À la suite de ces entretiens, M. Gharibabadi a écrit sur X : « Nous avons échangé nos points de vue et discuté de l’état actuel des négociations indirectes sur le nucléaire et la levée des sanctions. L’Iran et les E3 sont déterminés à soutenir la diplomatie et à en faire le meilleur usage. Nous nous reverrons, le cas échéant, pour poursuivre notre dialogue. »
L’envoyé britannique Christian Turner s’est fait l’écho de ce sentiment, affirmant l’engagement commun à maintenir des canaux de communication ouverts.
Trigger Plus
Pourtant, toutes les évaluations du sommet d’Istanbul n’ont pas été diplomatiques. Le quotidien Farhikhtegan, basé à Téhéran et aligné sur l’establishment conservateur iranien, a décrit la session comme tendue et combative.
Selon son rapport, l’E3 a présenté de sérieuses menaces, y compris une proposition de ce qu’elle a appelé « trigger plus » – une augmentation du mécanisme original de snapback qui permettrait des mesures punitives préemptives sans nécessiter de justification technique.

# # # #

- LISTE DES TÂCHES
- A) Répondez à ces questions d'après l'article sur les négociations nucléaires iraniennes :
(i) Sur quelle plateforme M. Gharibabadi a-t-il écrit à la suite des entretiens ?
(ii) Quel est le nom de l'envoyé britannique cité ?
(iii) Par quels deux adjectifs le quotidien Farhikhtegan a-t-il décrit la session ?
- B) Veuillez donner la suite de l'article sur les négociations nucléaires iraniennes, à partir de sa dernière phrase.
Le matériel qui suit n'a aucun lien avec l'article sur les négociations nucléaires iraniennes.

Entrées de pointage et d'étiquetage
# # # #

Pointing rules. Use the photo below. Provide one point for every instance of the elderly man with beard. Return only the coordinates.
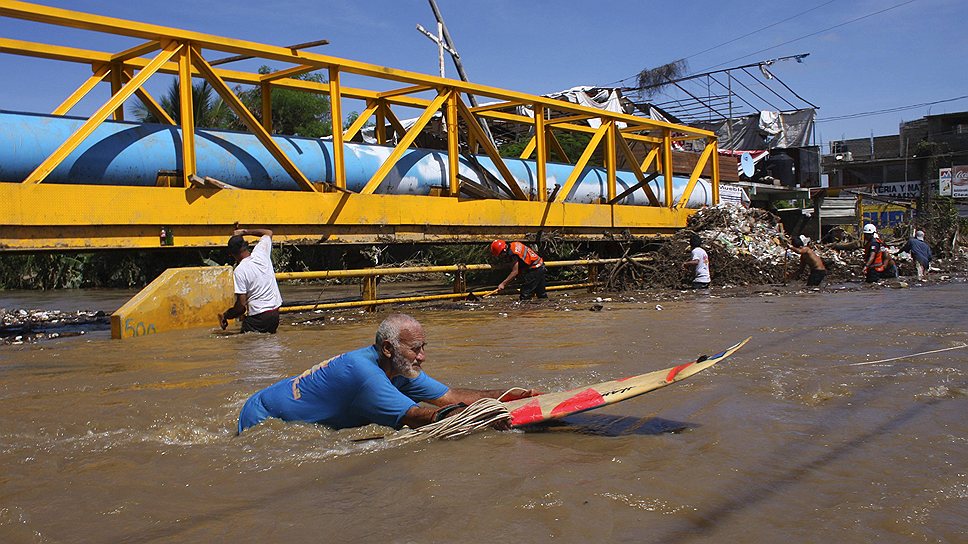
(383, 384)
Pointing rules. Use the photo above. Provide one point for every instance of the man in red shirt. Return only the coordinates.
(525, 259)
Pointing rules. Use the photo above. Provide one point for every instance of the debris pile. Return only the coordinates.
(744, 247)
(24, 326)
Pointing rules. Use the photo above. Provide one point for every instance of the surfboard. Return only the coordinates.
(548, 406)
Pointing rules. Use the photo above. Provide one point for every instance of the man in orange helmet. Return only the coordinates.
(525, 259)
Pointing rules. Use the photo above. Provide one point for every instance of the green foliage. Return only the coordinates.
(210, 110)
(572, 143)
(652, 80)
(296, 113)
(101, 269)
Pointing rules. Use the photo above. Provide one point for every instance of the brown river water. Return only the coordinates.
(134, 441)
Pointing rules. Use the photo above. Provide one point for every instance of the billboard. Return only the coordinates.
(944, 182)
(886, 217)
(959, 181)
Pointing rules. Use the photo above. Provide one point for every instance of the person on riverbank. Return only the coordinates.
(808, 259)
(382, 383)
(878, 263)
(699, 261)
(257, 294)
(525, 259)
(921, 253)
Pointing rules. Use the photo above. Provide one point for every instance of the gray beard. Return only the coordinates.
(403, 367)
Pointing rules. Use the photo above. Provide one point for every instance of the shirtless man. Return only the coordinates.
(808, 258)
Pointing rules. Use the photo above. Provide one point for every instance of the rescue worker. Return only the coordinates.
(525, 259)
(877, 260)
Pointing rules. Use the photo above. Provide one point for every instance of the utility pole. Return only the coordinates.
(449, 42)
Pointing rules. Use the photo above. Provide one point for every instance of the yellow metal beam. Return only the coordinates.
(116, 82)
(250, 121)
(336, 117)
(541, 143)
(611, 162)
(570, 119)
(481, 139)
(83, 217)
(497, 106)
(187, 115)
(149, 102)
(85, 130)
(99, 74)
(265, 93)
(529, 149)
(453, 145)
(137, 51)
(74, 19)
(406, 90)
(667, 166)
(630, 157)
(694, 177)
(562, 156)
(582, 162)
(711, 142)
(360, 121)
(287, 73)
(404, 143)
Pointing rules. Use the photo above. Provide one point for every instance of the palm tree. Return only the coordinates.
(210, 110)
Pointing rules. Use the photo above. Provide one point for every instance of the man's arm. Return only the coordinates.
(467, 396)
(252, 232)
(241, 300)
(511, 276)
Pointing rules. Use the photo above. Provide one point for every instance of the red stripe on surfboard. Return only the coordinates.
(529, 413)
(675, 372)
(588, 398)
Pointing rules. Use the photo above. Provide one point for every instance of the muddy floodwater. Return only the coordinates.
(134, 441)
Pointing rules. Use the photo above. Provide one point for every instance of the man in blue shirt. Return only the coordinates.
(383, 384)
(921, 253)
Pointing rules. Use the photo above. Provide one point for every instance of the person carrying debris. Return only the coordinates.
(808, 258)
(921, 253)
(700, 260)
(524, 258)
(382, 383)
(257, 294)
(878, 263)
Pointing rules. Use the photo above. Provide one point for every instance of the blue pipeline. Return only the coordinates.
(123, 153)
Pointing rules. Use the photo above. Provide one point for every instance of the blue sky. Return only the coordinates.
(912, 52)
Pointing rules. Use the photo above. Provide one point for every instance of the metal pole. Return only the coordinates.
(440, 48)
(457, 63)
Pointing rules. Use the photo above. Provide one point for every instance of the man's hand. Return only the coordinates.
(518, 393)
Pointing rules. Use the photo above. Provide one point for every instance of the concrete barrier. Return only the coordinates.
(179, 298)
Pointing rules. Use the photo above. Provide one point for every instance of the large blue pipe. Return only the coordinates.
(123, 153)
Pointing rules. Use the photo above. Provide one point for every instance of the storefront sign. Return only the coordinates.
(904, 190)
(886, 217)
(731, 194)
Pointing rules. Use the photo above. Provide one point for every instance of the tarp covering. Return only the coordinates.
(765, 130)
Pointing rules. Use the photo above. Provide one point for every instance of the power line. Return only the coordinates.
(814, 33)
(889, 110)
(748, 34)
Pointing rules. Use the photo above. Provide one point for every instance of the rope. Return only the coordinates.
(478, 415)
(908, 356)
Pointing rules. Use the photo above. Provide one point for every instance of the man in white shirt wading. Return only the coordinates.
(699, 259)
(256, 291)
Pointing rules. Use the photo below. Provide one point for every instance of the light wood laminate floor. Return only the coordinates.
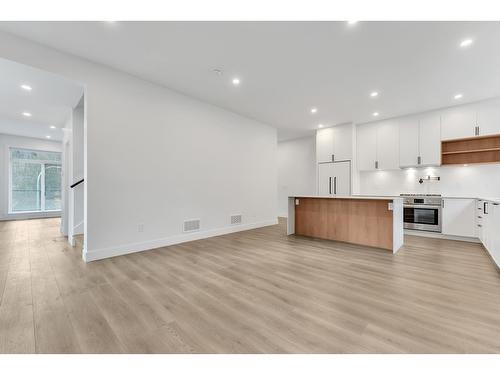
(257, 291)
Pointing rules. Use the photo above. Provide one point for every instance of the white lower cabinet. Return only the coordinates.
(488, 225)
(334, 178)
(458, 217)
(494, 227)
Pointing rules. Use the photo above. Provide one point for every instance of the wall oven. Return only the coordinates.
(422, 212)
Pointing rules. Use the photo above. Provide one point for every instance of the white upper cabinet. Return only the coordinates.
(342, 142)
(378, 146)
(367, 147)
(333, 144)
(488, 117)
(387, 145)
(408, 141)
(458, 122)
(324, 145)
(430, 139)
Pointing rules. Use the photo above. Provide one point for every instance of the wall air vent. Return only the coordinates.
(235, 219)
(192, 225)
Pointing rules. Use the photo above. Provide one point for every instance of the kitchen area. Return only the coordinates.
(441, 166)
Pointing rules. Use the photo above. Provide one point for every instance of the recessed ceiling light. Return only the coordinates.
(466, 43)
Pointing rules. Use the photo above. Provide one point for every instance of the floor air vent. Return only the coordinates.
(235, 219)
(192, 225)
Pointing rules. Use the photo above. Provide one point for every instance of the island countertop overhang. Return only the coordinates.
(361, 197)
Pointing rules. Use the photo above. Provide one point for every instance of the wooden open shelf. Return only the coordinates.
(484, 149)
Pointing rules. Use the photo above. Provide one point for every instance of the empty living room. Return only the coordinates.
(242, 186)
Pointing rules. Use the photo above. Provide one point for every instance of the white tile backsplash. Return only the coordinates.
(471, 180)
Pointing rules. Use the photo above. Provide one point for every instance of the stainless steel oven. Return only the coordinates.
(422, 212)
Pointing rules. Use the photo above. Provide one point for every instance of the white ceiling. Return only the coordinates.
(288, 67)
(50, 101)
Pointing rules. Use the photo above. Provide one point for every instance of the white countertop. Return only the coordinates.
(391, 197)
(489, 199)
(368, 197)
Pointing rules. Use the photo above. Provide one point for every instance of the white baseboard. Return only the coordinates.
(440, 235)
(89, 256)
(30, 215)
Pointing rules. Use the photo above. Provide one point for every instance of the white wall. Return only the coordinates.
(77, 171)
(296, 170)
(7, 141)
(472, 180)
(155, 157)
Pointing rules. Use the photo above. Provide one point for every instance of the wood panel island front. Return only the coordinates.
(369, 221)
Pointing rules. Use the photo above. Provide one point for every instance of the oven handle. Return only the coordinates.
(430, 207)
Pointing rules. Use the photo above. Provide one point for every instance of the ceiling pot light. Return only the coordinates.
(466, 43)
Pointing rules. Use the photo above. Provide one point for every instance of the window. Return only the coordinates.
(35, 181)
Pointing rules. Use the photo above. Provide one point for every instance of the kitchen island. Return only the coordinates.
(370, 221)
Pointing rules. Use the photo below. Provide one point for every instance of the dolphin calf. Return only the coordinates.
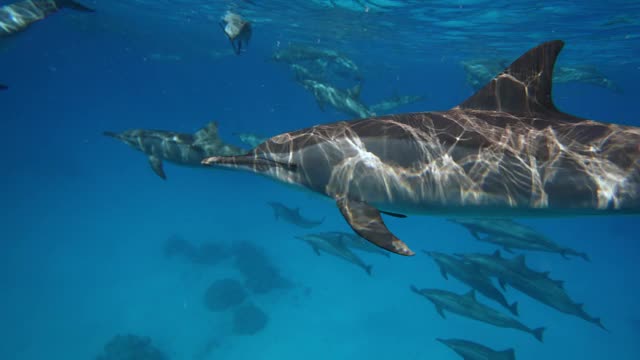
(353, 241)
(334, 246)
(512, 235)
(237, 29)
(469, 274)
(505, 151)
(18, 16)
(466, 305)
(291, 215)
(470, 350)
(537, 286)
(178, 148)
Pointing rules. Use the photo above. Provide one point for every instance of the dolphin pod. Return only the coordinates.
(18, 16)
(505, 151)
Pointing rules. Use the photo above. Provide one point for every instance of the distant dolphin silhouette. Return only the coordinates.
(506, 151)
(18, 16)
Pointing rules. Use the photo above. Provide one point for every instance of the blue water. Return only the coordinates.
(84, 219)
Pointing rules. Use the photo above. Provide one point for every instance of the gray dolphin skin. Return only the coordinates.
(479, 71)
(353, 241)
(178, 148)
(237, 29)
(505, 151)
(509, 235)
(334, 246)
(466, 305)
(347, 101)
(470, 275)
(18, 16)
(536, 285)
(470, 350)
(293, 216)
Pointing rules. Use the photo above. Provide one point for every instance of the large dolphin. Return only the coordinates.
(470, 350)
(505, 151)
(18, 16)
(178, 148)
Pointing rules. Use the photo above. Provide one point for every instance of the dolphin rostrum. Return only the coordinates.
(179, 148)
(292, 215)
(470, 350)
(470, 275)
(466, 305)
(505, 151)
(335, 247)
(18, 16)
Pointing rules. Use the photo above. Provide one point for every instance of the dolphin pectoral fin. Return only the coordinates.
(156, 165)
(366, 221)
(402, 216)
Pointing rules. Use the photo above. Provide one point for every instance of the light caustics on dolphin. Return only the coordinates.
(505, 151)
(18, 16)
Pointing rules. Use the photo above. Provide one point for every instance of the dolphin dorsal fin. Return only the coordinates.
(524, 88)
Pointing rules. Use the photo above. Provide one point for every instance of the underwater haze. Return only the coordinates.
(101, 258)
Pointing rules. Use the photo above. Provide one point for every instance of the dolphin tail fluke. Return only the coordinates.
(514, 308)
(71, 4)
(538, 333)
(367, 222)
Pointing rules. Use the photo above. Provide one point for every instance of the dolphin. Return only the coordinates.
(347, 102)
(479, 71)
(291, 215)
(250, 139)
(18, 16)
(512, 235)
(469, 274)
(334, 246)
(466, 305)
(353, 241)
(470, 350)
(237, 29)
(505, 151)
(542, 288)
(178, 148)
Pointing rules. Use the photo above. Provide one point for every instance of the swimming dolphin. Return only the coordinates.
(291, 215)
(178, 148)
(237, 29)
(479, 71)
(470, 350)
(470, 275)
(505, 151)
(538, 286)
(466, 305)
(18, 16)
(335, 247)
(512, 235)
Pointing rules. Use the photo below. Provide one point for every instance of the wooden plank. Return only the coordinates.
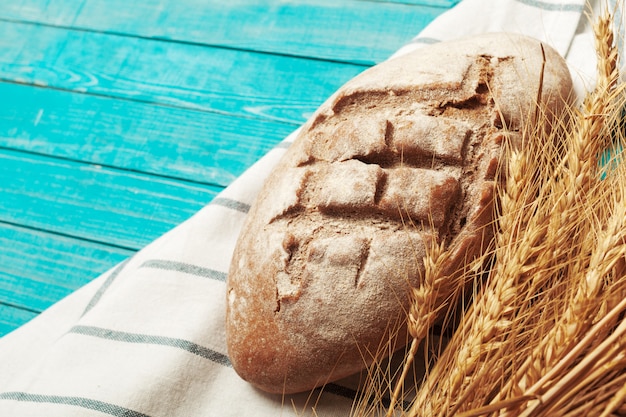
(180, 143)
(98, 204)
(42, 258)
(350, 31)
(38, 268)
(260, 86)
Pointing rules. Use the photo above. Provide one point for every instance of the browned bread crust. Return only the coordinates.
(406, 152)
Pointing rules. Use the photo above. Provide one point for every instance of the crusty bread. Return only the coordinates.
(406, 152)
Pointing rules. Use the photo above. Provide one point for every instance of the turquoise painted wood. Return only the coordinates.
(204, 147)
(105, 205)
(240, 83)
(350, 31)
(73, 261)
(120, 119)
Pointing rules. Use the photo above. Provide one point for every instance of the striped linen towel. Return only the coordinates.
(147, 338)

# # # #

- RÉPONSES AUX TÂCHES
- A)
(i) Sur X.
(ii) Christian Turner.
(iii) Tendue et combative.

- B)
Selon le journal, les responsables iraniens ont rejeté cette demande, la jugeant non seulement illégale et sans fondement, mais également présentée sur un ton « inapproprié ». La partie iranienne a réaffirmé qu’elle restait ouverte à la participation de l’UE à des négociations nucléaires plus larges, mais que toute activation du mécanisme de rappel déclencherait un retrait immédiat de l’Iran du traité de non-prolifération nucléaire (TNP).
Mohammad Ghaderi, ancien rédacteur en chef de Nour News, un média proche du Conseil suprême de sécurité nationale de l’Iran, a résumé cette position sans détour sur les médias sociaux :
Lors des discussions tendues avec l’Iran vendredi, [les E3], tout en demandant à participer aux discussions entre l’Iran et les États-Unis, ont formulé des demandes non techniques et illégales, les qualifiant de « trigger plus ». Mais la réponse de l’Iran : Souligner que l’activation du mécanisme de déclenchement entraînera le retrait de l’Iran du TNP ».
Le ministère iranien des affaires étrangères, de manière caractéristique, n’a ni confirmé ni infirmé ces informations, optant pour l’ambiguïté stratégique afin de maintenir l’influence sur les multiples voies de négociation.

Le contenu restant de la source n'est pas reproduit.